Task to carry out
Repeat the listing below word for word, leaving nothing out.

Information given
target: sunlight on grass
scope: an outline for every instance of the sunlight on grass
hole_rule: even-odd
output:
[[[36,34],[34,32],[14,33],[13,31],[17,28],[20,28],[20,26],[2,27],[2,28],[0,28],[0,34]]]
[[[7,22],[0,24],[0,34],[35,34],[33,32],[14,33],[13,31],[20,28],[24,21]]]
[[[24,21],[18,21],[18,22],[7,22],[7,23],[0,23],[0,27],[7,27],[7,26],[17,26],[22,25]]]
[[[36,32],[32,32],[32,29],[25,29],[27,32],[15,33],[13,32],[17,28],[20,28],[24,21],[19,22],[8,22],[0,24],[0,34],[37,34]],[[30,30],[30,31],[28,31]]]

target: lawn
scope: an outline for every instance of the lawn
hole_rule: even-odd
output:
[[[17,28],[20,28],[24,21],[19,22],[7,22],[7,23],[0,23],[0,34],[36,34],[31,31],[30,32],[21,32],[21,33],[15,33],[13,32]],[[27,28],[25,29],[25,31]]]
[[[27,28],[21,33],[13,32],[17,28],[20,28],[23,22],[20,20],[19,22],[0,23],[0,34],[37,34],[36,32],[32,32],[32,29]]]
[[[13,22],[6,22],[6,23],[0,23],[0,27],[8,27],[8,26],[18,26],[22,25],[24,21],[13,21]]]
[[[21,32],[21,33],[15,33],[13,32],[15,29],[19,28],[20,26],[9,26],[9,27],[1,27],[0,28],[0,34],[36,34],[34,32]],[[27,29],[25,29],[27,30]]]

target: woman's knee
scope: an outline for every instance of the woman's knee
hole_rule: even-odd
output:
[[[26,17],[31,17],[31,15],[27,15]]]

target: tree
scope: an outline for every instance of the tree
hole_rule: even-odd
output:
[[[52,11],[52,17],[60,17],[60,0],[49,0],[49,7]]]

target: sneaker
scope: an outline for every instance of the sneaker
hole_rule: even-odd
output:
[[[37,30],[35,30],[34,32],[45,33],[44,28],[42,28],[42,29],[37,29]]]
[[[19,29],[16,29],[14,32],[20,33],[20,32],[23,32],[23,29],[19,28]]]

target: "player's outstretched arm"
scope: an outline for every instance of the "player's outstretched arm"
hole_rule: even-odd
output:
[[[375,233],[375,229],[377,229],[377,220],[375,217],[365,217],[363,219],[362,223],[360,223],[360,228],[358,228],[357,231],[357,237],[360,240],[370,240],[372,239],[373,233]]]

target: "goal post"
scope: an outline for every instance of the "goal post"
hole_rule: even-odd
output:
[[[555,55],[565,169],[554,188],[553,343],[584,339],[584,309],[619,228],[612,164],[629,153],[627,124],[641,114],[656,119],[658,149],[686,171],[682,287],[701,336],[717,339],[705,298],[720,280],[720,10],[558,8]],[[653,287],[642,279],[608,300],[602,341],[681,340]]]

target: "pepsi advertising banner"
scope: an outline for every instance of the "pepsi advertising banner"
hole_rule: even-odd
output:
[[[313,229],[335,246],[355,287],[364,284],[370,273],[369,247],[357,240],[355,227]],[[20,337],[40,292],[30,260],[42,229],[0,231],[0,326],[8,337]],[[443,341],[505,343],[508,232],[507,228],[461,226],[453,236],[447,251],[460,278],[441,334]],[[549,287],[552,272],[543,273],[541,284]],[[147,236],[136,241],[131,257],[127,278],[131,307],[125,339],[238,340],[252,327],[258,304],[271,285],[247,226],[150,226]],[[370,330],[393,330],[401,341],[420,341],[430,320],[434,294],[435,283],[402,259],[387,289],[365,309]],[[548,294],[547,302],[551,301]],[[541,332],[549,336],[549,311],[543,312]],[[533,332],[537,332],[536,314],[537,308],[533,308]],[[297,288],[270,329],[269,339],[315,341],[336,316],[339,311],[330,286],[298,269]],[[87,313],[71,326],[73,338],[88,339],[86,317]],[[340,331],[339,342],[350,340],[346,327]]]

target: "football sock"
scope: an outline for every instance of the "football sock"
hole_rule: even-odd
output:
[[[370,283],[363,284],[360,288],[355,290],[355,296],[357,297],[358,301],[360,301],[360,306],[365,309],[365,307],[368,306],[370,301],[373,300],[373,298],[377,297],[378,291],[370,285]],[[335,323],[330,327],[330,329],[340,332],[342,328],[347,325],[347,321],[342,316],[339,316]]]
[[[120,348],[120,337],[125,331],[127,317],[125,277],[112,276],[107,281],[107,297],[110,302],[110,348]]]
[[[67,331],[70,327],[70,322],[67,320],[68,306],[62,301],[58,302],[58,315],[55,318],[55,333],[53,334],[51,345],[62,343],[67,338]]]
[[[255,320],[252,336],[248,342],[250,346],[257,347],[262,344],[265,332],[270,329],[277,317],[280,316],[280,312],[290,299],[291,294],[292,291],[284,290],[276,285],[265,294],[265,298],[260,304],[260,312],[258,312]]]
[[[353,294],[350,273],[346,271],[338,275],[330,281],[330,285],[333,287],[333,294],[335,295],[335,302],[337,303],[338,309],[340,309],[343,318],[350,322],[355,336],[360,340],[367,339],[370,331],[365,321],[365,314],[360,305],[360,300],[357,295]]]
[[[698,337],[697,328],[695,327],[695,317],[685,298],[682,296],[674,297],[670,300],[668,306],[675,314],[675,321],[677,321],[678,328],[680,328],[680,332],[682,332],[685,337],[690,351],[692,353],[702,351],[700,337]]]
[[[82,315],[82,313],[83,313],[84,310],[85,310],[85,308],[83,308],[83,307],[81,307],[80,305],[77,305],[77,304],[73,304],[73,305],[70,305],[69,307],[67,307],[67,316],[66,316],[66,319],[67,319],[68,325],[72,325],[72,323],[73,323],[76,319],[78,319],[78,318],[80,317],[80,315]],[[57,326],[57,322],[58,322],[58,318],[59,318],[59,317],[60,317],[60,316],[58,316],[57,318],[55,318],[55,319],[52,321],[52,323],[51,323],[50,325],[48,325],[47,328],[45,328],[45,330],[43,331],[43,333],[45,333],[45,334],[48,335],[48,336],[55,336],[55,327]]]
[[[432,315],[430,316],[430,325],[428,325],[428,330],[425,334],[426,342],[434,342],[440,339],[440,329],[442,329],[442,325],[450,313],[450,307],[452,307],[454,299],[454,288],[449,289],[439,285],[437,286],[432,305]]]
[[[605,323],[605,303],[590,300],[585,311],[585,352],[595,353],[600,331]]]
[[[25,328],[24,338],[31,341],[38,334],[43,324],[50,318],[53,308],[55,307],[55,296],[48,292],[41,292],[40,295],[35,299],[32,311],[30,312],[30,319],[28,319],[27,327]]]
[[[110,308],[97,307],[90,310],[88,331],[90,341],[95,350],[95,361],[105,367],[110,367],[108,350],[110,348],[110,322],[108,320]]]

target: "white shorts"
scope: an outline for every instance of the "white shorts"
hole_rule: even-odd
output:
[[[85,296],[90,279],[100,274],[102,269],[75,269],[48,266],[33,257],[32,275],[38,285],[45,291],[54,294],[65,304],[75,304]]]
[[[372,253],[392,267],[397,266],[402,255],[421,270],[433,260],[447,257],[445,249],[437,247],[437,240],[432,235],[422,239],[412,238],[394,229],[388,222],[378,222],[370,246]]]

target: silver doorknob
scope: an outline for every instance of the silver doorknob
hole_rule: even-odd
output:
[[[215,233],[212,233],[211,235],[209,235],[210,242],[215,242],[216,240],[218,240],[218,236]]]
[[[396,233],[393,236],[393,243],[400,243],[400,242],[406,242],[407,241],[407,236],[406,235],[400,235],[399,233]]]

Task output
target: sunlight on grass
scope: an outline for every instance of the sunlight on grass
hole_rule: even-odd
output:
[[[36,34],[34,32],[14,33],[13,31],[17,28],[20,28],[20,26],[2,27],[2,28],[0,28],[0,34]]]
[[[7,22],[0,24],[0,34],[35,34],[33,32],[14,33],[13,31],[20,28],[24,21]]]
[[[24,21],[18,21],[18,22],[7,22],[7,23],[0,23],[0,27],[7,27],[7,26],[17,26],[22,25]]]
[[[36,32],[32,32],[32,29],[25,29],[27,32],[15,33],[13,32],[17,28],[20,28],[24,21],[19,22],[8,22],[0,24],[0,34],[37,34]],[[30,30],[30,31],[28,31]]]

target: lawn
scope: an outline for every instance of the lawn
hole_rule: even-odd
output:
[[[17,28],[20,28],[24,21],[19,22],[7,22],[7,23],[0,23],[0,34],[36,34],[31,31],[30,32],[21,32],[21,33],[15,33],[13,32]],[[27,28],[25,29],[25,31]]]
[[[27,28],[21,33],[13,32],[17,28],[20,28],[23,22],[20,20],[19,22],[0,23],[0,34],[37,34],[36,32],[32,32],[32,29]]]
[[[13,22],[6,22],[6,23],[0,23],[0,27],[8,27],[8,26],[18,26],[22,25],[24,21],[13,21]]]
[[[21,32],[21,33],[15,33],[13,32],[15,29],[19,28],[20,26],[9,26],[9,27],[1,27],[0,28],[0,34],[36,34],[34,32]],[[27,29],[25,29],[27,30]]]

target: woman's knee
scope: an outline for every instance of the woman's knee
hole_rule: even-odd
output:
[[[26,17],[31,17],[31,15],[27,15]]]

target: tree
scope: an outline for every instance of the tree
hole_rule: even-odd
output:
[[[52,11],[52,17],[60,17],[60,0],[49,0],[49,7]]]

target: sneaker
scope: an outline for every instance of the sneaker
hole_rule: even-odd
output:
[[[37,30],[35,30],[34,32],[45,33],[44,28],[42,28],[42,29],[37,29]]]
[[[19,29],[16,29],[14,32],[20,33],[20,32],[23,32],[23,29],[19,28]]]

target: "player's outstretched arm"
scope: an outline for every instance of the "player's outstretched arm"
hole_rule: even-odd
output:
[[[375,233],[375,229],[377,229],[377,220],[375,217],[365,217],[363,219],[362,223],[360,223],[360,228],[358,228],[357,231],[357,237],[360,240],[370,240],[372,239],[373,233]]]

target: "goal post"
scope: an outline for every instance of the "goal post"
hole_rule: even-odd
output:
[[[555,55],[565,169],[554,188],[553,343],[584,339],[584,309],[619,228],[612,164],[629,153],[627,124],[641,114],[656,119],[658,149],[686,171],[682,287],[701,336],[717,339],[705,298],[720,280],[720,10],[558,8]],[[653,287],[642,279],[608,300],[602,341],[681,340]]]

target: "pepsi advertising banner"
scope: an outline for every instance of the "pepsi advertising banner"
hole_rule: even-odd
output:
[[[313,229],[335,246],[355,287],[364,284],[370,273],[369,247],[357,240],[355,227]],[[20,337],[40,292],[30,260],[42,229],[0,231],[0,326],[8,337]],[[443,341],[505,343],[508,232],[507,228],[461,226],[453,236],[447,251],[460,278],[441,334]],[[549,287],[552,272],[543,273],[541,284]],[[147,236],[136,241],[131,257],[127,278],[131,307],[125,339],[238,340],[252,327],[258,304],[271,285],[247,226],[150,226]],[[370,330],[393,330],[401,341],[420,341],[430,320],[434,294],[435,283],[402,259],[387,289],[365,309]],[[548,294],[547,302],[551,301]],[[541,332],[549,336],[549,311],[543,312]],[[533,332],[537,332],[536,314],[537,308],[533,308]],[[297,288],[270,329],[269,339],[315,341],[336,316],[339,311],[330,286],[298,269]],[[87,313],[71,326],[73,338],[88,339],[86,317]],[[340,331],[339,342],[350,340],[346,327]]]

target: "football sock"
scope: an outline for every instance of the "football sock"
hole_rule: even-odd
output:
[[[370,283],[363,284],[360,288],[355,290],[355,296],[357,297],[358,301],[360,301],[360,306],[365,309],[365,307],[368,306],[370,301],[373,300],[373,298],[377,297],[378,291],[370,285]],[[335,323],[330,327],[330,329],[340,332],[342,328],[347,325],[347,321],[342,316],[339,316]]]
[[[120,348],[120,337],[125,331],[127,317],[125,277],[112,276],[107,281],[107,297],[110,302],[110,348]]]
[[[67,331],[70,327],[70,322],[67,320],[68,306],[62,301],[58,302],[58,315],[55,318],[55,333],[53,334],[51,345],[62,343],[67,338]]]
[[[255,320],[252,336],[248,342],[250,346],[257,347],[262,344],[265,332],[270,329],[277,317],[280,316],[280,312],[290,299],[291,294],[292,291],[284,290],[276,285],[265,294],[265,298],[260,304],[260,312],[258,312]]]
[[[353,294],[350,273],[346,271],[338,275],[330,281],[330,285],[333,287],[333,294],[335,295],[335,302],[337,303],[338,309],[340,309],[343,318],[350,322],[355,336],[360,340],[367,339],[370,331],[365,321],[365,314],[360,305],[360,300],[357,295]]]
[[[698,337],[697,328],[695,327],[695,317],[685,298],[682,296],[674,297],[670,300],[668,306],[675,314],[675,321],[677,321],[678,328],[680,328],[680,332],[682,332],[685,337],[690,351],[692,353],[702,351],[700,337]]]
[[[82,315],[82,313],[83,313],[84,310],[85,310],[85,308],[83,308],[83,307],[81,307],[80,305],[77,305],[77,304],[73,304],[73,305],[70,305],[69,307],[67,307],[67,316],[66,316],[66,319],[67,319],[68,325],[72,325],[72,323],[73,323],[76,319],[78,319],[78,318],[80,317],[80,315]],[[57,326],[57,322],[58,322],[58,318],[59,318],[59,317],[60,317],[60,316],[58,316],[57,318],[55,318],[55,319],[52,321],[52,323],[51,323],[50,325],[48,325],[47,328],[45,328],[45,330],[43,331],[43,333],[45,333],[45,334],[48,335],[48,336],[55,336],[55,327]]]
[[[432,315],[430,316],[430,325],[428,325],[428,330],[425,334],[426,342],[434,342],[440,339],[440,329],[442,329],[442,325],[450,313],[450,307],[452,307],[454,299],[454,288],[449,289],[439,285],[437,286],[432,305]]]
[[[605,323],[605,303],[590,300],[585,311],[585,352],[595,353],[600,331]]]
[[[25,328],[24,338],[31,341],[38,334],[43,324],[50,318],[53,308],[55,307],[55,296],[48,292],[41,292],[40,295],[35,299],[32,311],[30,312],[30,319],[28,319],[27,327]]]
[[[110,308],[97,307],[90,310],[88,331],[90,341],[95,350],[95,361],[105,367],[110,367],[108,350],[110,348],[110,322],[108,320]]]

target: "white shorts"
scope: an outline for every instance of the "white shorts"
hole_rule: even-odd
output:
[[[85,296],[90,279],[100,274],[102,269],[75,269],[48,266],[33,257],[32,275],[38,285],[45,291],[54,294],[65,304],[75,304]]]
[[[372,253],[392,267],[397,266],[402,255],[421,270],[433,260],[447,257],[445,249],[437,247],[437,240],[432,235],[422,239],[412,238],[394,229],[388,222],[378,222],[370,246]]]

target: silver doorknob
scope: an outline for every instance of the silver doorknob
hole_rule: even-odd
output:
[[[215,233],[212,233],[211,235],[209,235],[210,242],[215,242],[216,240],[218,240],[218,236]]]
[[[396,233],[393,236],[393,243],[400,243],[400,242],[406,242],[407,241],[407,236],[406,235],[400,235],[399,233]]]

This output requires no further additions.